■ **Excerpt**:
What makes a healthy credit score
There are two key ingredients to a healthy credit score:
- Your debt to income ratio
Credit bureaus weigh your so called "debt to income ratio" very heavily when calculating your credit score. The simple fact is, if you are over your head in debt such as credit cards, medical bills, and payday loans, your debt to income ratio is going to look very bad and you are going to be burdened by that number for a very long time unless you pay off all your debts in full. For many people, of course, paying in full is simply not an option.
That's where bankruptcy comes in. Bankruptcy wipes out all that old, defaulted debt, without having to pay anything back. Bankruptcy thereby improves your debt to income ratio.
- Build a new on-time payment history.
Another major factor that drags down people's credit scores is the fact that they have a history of late payments or in many cases completely defaulted accounts. Once you default on a credit card or other account, after a period of time the creditor may do what's called "charge off" the account. Some people think this means they have given up collecting. Far from it! When a creditor "charges off" an account, they simply move the account from one column on their accounting books to another, because they are not allowed to claim that account as "good paper" so to speak. But that does NOT mean they are giving up on collecting against you. Rather, an account charge-off is usually the first step prior to an account being handed over to debt collectors and attorneys for more aggressive collection measures, or for filing a lawsuit against you.

■ **Brief**:
Carry on the piece about healthy credit scores from the point where it ends. The data below comes from a separate source.

Saved entries:
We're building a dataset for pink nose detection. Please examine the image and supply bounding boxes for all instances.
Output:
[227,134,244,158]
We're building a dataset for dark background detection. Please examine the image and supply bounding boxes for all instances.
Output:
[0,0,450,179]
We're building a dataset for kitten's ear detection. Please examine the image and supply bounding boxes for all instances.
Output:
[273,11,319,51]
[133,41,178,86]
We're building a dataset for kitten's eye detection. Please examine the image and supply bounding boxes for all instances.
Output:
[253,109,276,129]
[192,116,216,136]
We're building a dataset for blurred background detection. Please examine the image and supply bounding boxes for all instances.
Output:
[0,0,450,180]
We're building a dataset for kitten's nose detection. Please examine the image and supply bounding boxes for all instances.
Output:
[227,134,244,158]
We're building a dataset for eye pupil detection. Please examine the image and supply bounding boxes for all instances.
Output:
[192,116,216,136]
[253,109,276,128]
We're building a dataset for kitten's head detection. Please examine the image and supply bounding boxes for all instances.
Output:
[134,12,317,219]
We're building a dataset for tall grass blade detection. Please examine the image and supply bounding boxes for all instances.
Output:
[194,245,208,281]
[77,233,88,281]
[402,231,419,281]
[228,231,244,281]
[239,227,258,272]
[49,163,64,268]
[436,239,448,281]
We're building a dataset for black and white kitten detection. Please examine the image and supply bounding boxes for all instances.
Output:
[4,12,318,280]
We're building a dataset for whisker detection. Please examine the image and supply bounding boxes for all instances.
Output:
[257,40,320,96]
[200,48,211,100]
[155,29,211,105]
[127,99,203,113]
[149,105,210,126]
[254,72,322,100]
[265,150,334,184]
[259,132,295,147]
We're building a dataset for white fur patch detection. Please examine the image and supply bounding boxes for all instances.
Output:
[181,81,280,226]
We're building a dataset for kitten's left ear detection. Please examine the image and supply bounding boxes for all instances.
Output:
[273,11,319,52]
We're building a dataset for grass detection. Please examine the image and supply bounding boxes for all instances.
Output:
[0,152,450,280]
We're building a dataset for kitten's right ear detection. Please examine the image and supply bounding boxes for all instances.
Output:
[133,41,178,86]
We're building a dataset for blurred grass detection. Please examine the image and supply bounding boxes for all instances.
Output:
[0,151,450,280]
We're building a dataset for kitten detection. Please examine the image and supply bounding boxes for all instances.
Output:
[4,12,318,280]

■ **Exercise response**:
Bankruptcy allows you to get rid of the old debt, and then focus your efforts on rebuilding your on-time good payment history. Rather than avoid credit cards after bankruptcy, I strongly encourage people to get them! The reason why is that having a new credit card account and making good, on time payments towards a balance is one of the single best things you can do to rebuild your credit score! (Just keep it under a sensible limit and you'll be fine.) Essentially the new positive payment history is going to override the old payment history with all of the late payments.